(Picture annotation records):
•••••

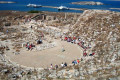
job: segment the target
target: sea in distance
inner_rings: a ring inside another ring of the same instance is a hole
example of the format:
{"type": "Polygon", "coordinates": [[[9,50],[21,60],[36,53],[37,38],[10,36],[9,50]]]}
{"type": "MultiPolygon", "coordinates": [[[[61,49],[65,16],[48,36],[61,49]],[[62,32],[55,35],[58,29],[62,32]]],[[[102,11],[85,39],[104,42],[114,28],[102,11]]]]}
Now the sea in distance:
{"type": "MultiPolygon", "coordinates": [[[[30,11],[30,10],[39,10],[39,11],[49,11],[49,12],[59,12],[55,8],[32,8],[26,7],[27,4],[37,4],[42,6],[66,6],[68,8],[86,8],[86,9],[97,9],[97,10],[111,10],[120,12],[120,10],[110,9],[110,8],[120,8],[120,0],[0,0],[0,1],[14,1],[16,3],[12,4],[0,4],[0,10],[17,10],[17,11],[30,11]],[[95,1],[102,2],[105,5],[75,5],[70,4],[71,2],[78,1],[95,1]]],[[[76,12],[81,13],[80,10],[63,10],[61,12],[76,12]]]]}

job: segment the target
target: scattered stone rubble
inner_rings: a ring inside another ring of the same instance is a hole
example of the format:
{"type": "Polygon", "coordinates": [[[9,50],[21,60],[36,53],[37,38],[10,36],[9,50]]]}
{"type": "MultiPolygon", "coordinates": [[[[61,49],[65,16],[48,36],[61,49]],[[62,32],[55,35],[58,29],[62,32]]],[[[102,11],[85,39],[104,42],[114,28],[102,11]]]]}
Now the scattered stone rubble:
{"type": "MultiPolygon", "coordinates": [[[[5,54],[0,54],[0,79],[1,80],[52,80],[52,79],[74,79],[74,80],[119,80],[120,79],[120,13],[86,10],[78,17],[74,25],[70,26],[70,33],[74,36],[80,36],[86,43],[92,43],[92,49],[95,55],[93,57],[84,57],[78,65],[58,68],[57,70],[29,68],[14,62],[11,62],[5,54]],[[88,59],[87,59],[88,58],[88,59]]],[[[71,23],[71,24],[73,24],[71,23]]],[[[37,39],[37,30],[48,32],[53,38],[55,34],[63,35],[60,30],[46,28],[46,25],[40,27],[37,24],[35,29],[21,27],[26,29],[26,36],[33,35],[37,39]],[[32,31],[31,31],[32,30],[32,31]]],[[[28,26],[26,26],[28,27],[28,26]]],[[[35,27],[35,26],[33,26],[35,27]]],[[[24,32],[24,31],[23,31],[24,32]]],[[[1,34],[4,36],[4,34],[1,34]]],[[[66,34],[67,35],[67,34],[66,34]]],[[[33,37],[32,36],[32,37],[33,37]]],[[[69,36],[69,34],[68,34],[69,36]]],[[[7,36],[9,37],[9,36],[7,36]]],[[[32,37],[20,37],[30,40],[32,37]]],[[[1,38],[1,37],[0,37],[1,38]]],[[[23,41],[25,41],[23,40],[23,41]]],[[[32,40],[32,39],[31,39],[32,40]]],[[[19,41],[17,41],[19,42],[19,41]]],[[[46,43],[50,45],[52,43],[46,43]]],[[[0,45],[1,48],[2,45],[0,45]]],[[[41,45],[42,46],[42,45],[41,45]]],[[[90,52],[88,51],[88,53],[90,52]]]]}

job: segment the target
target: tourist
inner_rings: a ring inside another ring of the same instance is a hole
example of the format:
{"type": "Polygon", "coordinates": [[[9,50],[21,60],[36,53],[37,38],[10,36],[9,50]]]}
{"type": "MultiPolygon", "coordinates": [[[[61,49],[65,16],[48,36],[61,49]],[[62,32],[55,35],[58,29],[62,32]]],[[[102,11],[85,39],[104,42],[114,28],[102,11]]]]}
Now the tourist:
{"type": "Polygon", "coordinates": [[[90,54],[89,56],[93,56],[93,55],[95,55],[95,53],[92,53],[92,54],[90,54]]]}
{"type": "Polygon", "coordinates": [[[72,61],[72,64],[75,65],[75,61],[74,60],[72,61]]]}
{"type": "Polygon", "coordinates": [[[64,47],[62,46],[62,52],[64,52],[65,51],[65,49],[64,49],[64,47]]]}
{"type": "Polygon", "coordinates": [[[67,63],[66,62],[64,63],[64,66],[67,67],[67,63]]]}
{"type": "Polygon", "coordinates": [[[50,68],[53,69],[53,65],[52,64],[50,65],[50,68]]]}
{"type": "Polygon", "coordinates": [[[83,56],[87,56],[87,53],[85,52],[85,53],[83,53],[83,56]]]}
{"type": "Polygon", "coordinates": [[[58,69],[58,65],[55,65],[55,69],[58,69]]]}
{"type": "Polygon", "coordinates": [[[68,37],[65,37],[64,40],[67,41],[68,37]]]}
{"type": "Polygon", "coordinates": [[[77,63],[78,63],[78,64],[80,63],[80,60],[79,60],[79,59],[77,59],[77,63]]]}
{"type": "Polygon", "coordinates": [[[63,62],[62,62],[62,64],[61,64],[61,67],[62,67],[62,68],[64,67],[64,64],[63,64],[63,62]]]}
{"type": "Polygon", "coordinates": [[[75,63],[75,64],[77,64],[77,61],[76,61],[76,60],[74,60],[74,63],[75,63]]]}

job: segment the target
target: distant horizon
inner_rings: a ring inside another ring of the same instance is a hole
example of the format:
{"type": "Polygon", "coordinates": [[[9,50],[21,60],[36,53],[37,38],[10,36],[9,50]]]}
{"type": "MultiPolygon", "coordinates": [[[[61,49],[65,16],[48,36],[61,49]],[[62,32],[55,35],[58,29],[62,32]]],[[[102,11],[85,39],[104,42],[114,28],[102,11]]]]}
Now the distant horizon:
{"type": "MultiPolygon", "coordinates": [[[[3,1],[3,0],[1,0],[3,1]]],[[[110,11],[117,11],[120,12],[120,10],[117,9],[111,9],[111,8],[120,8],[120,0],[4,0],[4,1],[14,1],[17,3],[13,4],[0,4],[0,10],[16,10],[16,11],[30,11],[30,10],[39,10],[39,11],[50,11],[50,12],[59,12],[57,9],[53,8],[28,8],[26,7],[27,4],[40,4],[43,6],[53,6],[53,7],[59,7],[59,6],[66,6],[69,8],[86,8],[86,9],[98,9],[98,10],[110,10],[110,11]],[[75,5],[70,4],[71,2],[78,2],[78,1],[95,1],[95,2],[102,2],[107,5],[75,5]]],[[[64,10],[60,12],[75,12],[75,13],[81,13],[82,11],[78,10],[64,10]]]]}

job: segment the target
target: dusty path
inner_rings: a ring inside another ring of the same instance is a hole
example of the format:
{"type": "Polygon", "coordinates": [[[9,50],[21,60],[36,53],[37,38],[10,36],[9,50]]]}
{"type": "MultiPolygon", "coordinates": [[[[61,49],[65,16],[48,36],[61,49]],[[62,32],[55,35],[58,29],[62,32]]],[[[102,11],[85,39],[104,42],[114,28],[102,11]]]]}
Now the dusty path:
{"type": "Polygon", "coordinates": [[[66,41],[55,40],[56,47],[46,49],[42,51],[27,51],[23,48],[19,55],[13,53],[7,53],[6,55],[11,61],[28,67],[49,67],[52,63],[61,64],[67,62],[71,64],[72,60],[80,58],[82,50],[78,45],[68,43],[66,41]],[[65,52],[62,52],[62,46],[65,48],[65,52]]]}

•••••

Reproduce every one of the lines above verbatim, omitting the pictures from your answer.

job: segment the target
target: sea in distance
inner_rings: a ring inside another ring of the same instance is a hole
example of the format:
{"type": "Polygon", "coordinates": [[[9,50],[21,60],[36,53],[37,38],[10,36],[9,50]]]}
{"type": "MultiPolygon", "coordinates": [[[[61,49],[65,16],[48,36],[61,49]],[[62,32],[55,35],[58,29],[62,32]]],[[[102,11],[85,39],[104,42],[114,28],[102,11]]]]}
Now the sea in distance:
{"type": "MultiPolygon", "coordinates": [[[[30,11],[30,10],[39,10],[39,11],[49,11],[49,12],[59,12],[55,8],[32,8],[26,7],[27,4],[37,4],[42,6],[66,6],[68,8],[86,8],[86,9],[97,9],[97,10],[111,10],[120,12],[120,10],[110,9],[110,8],[120,8],[120,0],[0,0],[0,1],[14,1],[16,3],[12,4],[0,4],[0,10],[17,10],[17,11],[30,11]],[[95,1],[102,2],[105,5],[75,5],[70,4],[71,2],[78,1],[95,1]]],[[[76,12],[81,13],[80,10],[63,10],[61,12],[76,12]]]]}

job: segment the target
target: scattered stone rubble
inner_rings: a ring inside another ring of the same instance is a hole
example of the format:
{"type": "Polygon", "coordinates": [[[9,50],[21,60],[36,53],[37,38],[10,36],[9,50]]]}
{"type": "MultiPolygon", "coordinates": [[[[61,49],[65,16],[48,36],[61,49]],[[62,32],[55,35],[58,29],[62,32]]],[[[102,11],[85,39],[104,42],[114,28],[102,11]]]]}
Now the scattered stone rubble:
{"type": "MultiPolygon", "coordinates": [[[[5,54],[0,54],[0,79],[1,80],[52,80],[52,79],[74,79],[74,80],[119,80],[120,79],[120,13],[86,10],[78,17],[74,25],[70,26],[70,33],[74,36],[80,36],[86,43],[92,43],[92,49],[95,55],[93,57],[84,57],[78,65],[58,68],[57,70],[29,68],[14,62],[11,62],[5,54]],[[88,59],[87,59],[88,58],[88,59]]],[[[71,23],[71,24],[73,24],[71,23]]],[[[37,39],[37,30],[48,32],[53,38],[55,34],[63,35],[60,30],[46,28],[46,25],[40,27],[37,24],[35,29],[21,27],[26,29],[26,36],[33,35],[37,39]],[[32,31],[31,31],[32,30],[32,31]]],[[[28,26],[26,26],[28,27],[28,26]]],[[[35,27],[35,26],[33,26],[35,27]]],[[[24,32],[24,31],[23,31],[24,32]]],[[[1,34],[4,36],[4,34],[1,34]]],[[[66,34],[67,35],[67,34],[66,34]]],[[[33,37],[32,36],[32,37],[33,37]]],[[[69,36],[69,34],[68,34],[69,36]]],[[[7,36],[9,37],[9,36],[7,36]]],[[[32,37],[20,37],[30,40],[32,37]]],[[[1,38],[1,37],[0,37],[1,38]]],[[[23,41],[25,41],[23,40],[23,41]]],[[[32,40],[32,39],[31,39],[32,40]]],[[[19,41],[17,41],[19,42],[19,41]]],[[[46,43],[50,45],[52,43],[46,43]]],[[[0,45],[1,48],[2,45],[0,45]]],[[[41,45],[42,46],[42,45],[41,45]]],[[[90,52],[88,51],[88,53],[90,52]]]]}

job: segment the target
target: tourist
inner_rings: a ring inside another ring of the same instance is a hole
example of the format:
{"type": "Polygon", "coordinates": [[[9,50],[21,60],[36,53],[37,38],[10,36],[9,50]]]}
{"type": "MultiPolygon", "coordinates": [[[[61,49],[65,16],[48,36],[61,49]],[[62,32],[55,35],[58,29],[62,32]]],[[[102,11],[85,39],[104,42],[114,28],[102,11]]]]}
Now the tourist:
{"type": "Polygon", "coordinates": [[[90,54],[89,56],[93,56],[93,55],[95,55],[95,53],[92,53],[92,54],[90,54]]]}
{"type": "Polygon", "coordinates": [[[72,61],[72,64],[75,65],[75,61],[74,60],[72,61]]]}
{"type": "Polygon", "coordinates": [[[64,47],[62,46],[62,52],[64,52],[65,51],[65,49],[64,49],[64,47]]]}
{"type": "Polygon", "coordinates": [[[67,63],[66,62],[64,63],[64,66],[67,67],[67,63]]]}
{"type": "Polygon", "coordinates": [[[50,68],[53,69],[53,65],[52,64],[50,65],[50,68]]]}
{"type": "Polygon", "coordinates": [[[83,56],[87,56],[87,53],[85,52],[85,53],[83,53],[83,56]]]}
{"type": "Polygon", "coordinates": [[[58,69],[58,65],[55,65],[55,69],[58,69]]]}
{"type": "Polygon", "coordinates": [[[68,37],[65,37],[64,40],[67,41],[68,37]]]}
{"type": "Polygon", "coordinates": [[[77,63],[78,63],[78,64],[80,63],[80,60],[79,60],[79,59],[77,59],[77,63]]]}
{"type": "Polygon", "coordinates": [[[63,62],[62,62],[62,64],[61,64],[61,67],[62,67],[62,68],[64,67],[64,64],[63,64],[63,62]]]}
{"type": "Polygon", "coordinates": [[[75,63],[75,64],[77,64],[77,61],[76,61],[76,60],[74,60],[74,63],[75,63]]]}

job: segment the target
target: distant horizon
inner_rings: a ring inside another ring of the same instance is a hole
example of the format:
{"type": "Polygon", "coordinates": [[[9,50],[21,60],[36,53],[37,38],[10,36],[9,50]]]}
{"type": "MultiPolygon", "coordinates": [[[[61,49],[65,16],[48,36],[61,49]],[[62,32],[55,35],[58,29],[62,32]]],[[[102,11],[85,39],[104,42],[114,28],[102,11]]]]}
Now the distant horizon:
{"type": "MultiPolygon", "coordinates": [[[[3,1],[3,0],[1,0],[3,1]]],[[[110,11],[117,11],[120,12],[120,10],[117,9],[111,9],[111,8],[120,8],[120,0],[4,0],[4,1],[14,1],[17,3],[13,4],[0,4],[0,10],[16,10],[16,11],[30,11],[30,10],[39,10],[39,11],[50,11],[50,12],[59,12],[57,9],[53,8],[28,8],[26,7],[27,4],[40,4],[43,6],[53,6],[53,7],[59,7],[59,6],[66,6],[69,8],[86,8],[86,9],[98,9],[98,10],[110,10],[110,11]],[[75,5],[70,4],[71,2],[78,2],[78,1],[95,1],[95,2],[102,2],[107,5],[75,5]]],[[[64,10],[60,12],[75,12],[75,13],[81,13],[82,11],[78,10],[64,10]]]]}

job: segment the target
target: dusty path
inner_rings: a ring inside another ring of the same instance is a hole
example of the format:
{"type": "Polygon", "coordinates": [[[9,50],[21,60],[36,53],[37,38],[10,36],[9,50]]]}
{"type": "MultiPolygon", "coordinates": [[[[61,49],[65,16],[48,36],[61,49]],[[62,32],[55,35],[58,29],[62,32]]],[[[102,11],[85,39],[104,42],[114,28],[102,11]]]]}
Now the dusty path:
{"type": "Polygon", "coordinates": [[[66,41],[55,40],[56,47],[46,49],[42,51],[27,51],[23,48],[19,55],[13,53],[7,53],[6,55],[11,61],[28,67],[49,67],[52,63],[61,64],[67,62],[71,64],[72,60],[80,58],[82,50],[78,45],[68,43],[66,41]],[[65,52],[62,52],[62,46],[65,48],[65,52]]]}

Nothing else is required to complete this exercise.